## Stored data entries
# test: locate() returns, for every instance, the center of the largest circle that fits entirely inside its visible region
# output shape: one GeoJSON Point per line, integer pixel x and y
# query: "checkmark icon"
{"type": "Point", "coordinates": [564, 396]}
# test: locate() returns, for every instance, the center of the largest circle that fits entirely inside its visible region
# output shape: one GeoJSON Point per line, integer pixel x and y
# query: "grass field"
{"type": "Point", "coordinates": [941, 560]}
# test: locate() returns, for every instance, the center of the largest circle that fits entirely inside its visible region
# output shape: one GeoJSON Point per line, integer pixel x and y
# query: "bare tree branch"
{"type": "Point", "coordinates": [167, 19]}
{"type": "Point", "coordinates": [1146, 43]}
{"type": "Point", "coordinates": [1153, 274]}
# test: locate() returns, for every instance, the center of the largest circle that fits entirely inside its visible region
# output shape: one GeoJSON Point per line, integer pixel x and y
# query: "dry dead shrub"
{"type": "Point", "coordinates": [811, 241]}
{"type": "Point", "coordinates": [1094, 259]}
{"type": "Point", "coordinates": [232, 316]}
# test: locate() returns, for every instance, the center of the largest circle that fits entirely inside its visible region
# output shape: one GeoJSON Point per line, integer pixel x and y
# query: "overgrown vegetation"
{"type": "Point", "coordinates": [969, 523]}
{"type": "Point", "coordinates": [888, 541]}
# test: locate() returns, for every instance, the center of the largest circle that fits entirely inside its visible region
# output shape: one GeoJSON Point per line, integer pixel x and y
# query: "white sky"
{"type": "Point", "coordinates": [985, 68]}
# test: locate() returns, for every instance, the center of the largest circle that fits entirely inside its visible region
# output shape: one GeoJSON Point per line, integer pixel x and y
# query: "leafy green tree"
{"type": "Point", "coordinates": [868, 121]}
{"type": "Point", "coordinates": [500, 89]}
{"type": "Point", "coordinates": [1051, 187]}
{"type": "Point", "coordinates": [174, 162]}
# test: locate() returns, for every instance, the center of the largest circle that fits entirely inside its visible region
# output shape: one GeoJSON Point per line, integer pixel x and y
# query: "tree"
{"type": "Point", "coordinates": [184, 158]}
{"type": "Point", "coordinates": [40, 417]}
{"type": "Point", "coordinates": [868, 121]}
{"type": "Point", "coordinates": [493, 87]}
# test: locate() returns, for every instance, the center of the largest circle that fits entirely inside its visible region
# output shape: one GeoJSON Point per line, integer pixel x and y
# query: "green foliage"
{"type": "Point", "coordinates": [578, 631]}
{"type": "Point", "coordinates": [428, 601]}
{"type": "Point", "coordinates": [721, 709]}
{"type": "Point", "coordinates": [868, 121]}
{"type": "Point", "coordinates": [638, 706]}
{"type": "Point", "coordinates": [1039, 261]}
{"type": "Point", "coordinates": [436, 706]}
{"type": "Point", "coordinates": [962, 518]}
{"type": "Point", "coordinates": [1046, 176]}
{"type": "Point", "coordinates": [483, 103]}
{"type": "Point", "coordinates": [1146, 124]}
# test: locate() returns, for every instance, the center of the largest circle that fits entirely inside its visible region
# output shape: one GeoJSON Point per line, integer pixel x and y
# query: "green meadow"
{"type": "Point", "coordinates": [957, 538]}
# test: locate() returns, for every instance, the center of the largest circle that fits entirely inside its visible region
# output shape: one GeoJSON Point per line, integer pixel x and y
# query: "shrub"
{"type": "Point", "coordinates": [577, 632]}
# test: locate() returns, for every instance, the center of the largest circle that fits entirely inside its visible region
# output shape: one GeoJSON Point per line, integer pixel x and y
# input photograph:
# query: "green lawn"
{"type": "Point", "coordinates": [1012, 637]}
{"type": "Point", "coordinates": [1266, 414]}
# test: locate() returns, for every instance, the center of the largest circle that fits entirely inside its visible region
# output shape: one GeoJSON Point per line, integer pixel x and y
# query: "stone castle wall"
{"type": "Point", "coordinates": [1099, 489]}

## ASSIGNED TASK
Go through the records and copy all of them exactly.

## WRITTEN ANSWER
# test: locate() returns, for every instance, the center of the largest circle that fits entirely inside its visible region
# output shape: one GeoJSON Point per line, integer pixel x and y
# query: "checkmark icon"
{"type": "Point", "coordinates": [564, 396]}
# test: locate() returns, for every instance, the center of the largest circle that fits entirely inside its visible region
# output shape: one GeoJSON Point per line, integer pixel x and y
# query: "grass field"
{"type": "Point", "coordinates": [941, 560]}
# test: locate() returns, for every instance, the center of the largest circle that fits entirely inside its visible region
# output shape: one GeoJSON Point per line, integer pixel x and y
# query: "bare tree branch"
{"type": "Point", "coordinates": [167, 19]}
{"type": "Point", "coordinates": [1146, 43]}
{"type": "Point", "coordinates": [1153, 274]}
# test: locate() returns, for every instance, the center of the largest circle that fits entirely inside its visible region
# output shape: one GeoJSON Point per line, integer pixel x and y
# query: "dry dead shrub"
{"type": "Point", "coordinates": [811, 241]}
{"type": "Point", "coordinates": [1094, 259]}
{"type": "Point", "coordinates": [232, 316]}
# test: locate() returns, for every instance, the center of the largest circle that fits entirely inside its visible region
# output shape: one GeoJSON Point per line, integer pixel x and y
# query: "overgrown vegetation"
{"type": "Point", "coordinates": [969, 523]}
{"type": "Point", "coordinates": [888, 541]}
# test: locate() returns, for every instance, the center of the largest circle that fits entirely inside its visible region
# output shape: one GeoJSON Point per line, integer pixel x and y
# query: "white sky"
{"type": "Point", "coordinates": [985, 68]}
# test: locate() returns, for every instance, the center of the largest circle that fits entirely inside its visible region
# output shape: one GeoJSON Point per line, integer pixel x and y
# query: "leafy green tree"
{"type": "Point", "coordinates": [868, 121]}
{"type": "Point", "coordinates": [500, 89]}
{"type": "Point", "coordinates": [1051, 187]}
{"type": "Point", "coordinates": [174, 162]}
# test: locate() returns, for every instance, the center of the largest circle that fits entirely inside its visible region
# output shape: one GeoJSON Point per line, integer pixel x and y
# query: "tree"
{"type": "Point", "coordinates": [184, 158]}
{"type": "Point", "coordinates": [40, 417]}
{"type": "Point", "coordinates": [868, 121]}
{"type": "Point", "coordinates": [493, 87]}
# test: locate() returns, for every instance, the center of the largest circle that fits entirely inside its visible region
# output shape: one GeoJSON Point per line, integer pixel x and y
# query: "green foliage"
{"type": "Point", "coordinates": [578, 631]}
{"type": "Point", "coordinates": [428, 601]}
{"type": "Point", "coordinates": [721, 709]}
{"type": "Point", "coordinates": [868, 121]}
{"type": "Point", "coordinates": [638, 706]}
{"type": "Point", "coordinates": [1039, 261]}
{"type": "Point", "coordinates": [436, 706]}
{"type": "Point", "coordinates": [962, 518]}
{"type": "Point", "coordinates": [1046, 176]}
{"type": "Point", "coordinates": [483, 103]}
{"type": "Point", "coordinates": [1146, 124]}
# test: locate() returns, for every instance, the center of the largest circle that fits entirely inside its visible region
# output shape: one GeoJSON Point per line, integer pixel x and y
# query: "green meadow"
{"type": "Point", "coordinates": [957, 538]}
# test: locate() returns, for every instance, the center of the largest circle that fits entirely inside its visible region
# output shape: one GeoJSON Point per line, integer pixel x and y
# query: "shrub"
{"type": "Point", "coordinates": [577, 632]}
# test: locate() returns, for every instance, the center of the largest circle that fits entirely inside its visible region
# output shape: one GeoJSON Point per line, integer pixel x and y
# input photograph:
# query: "green lawn"
{"type": "Point", "coordinates": [1012, 637]}
{"type": "Point", "coordinates": [1266, 414]}
# test: locate() returns, for every instance, the center of the largest circle that fits entirely inside its visible region
# output shape: one GeoJSON Point per line, integer pixel x and y
# query: "stone castle wall"
{"type": "Point", "coordinates": [1099, 489]}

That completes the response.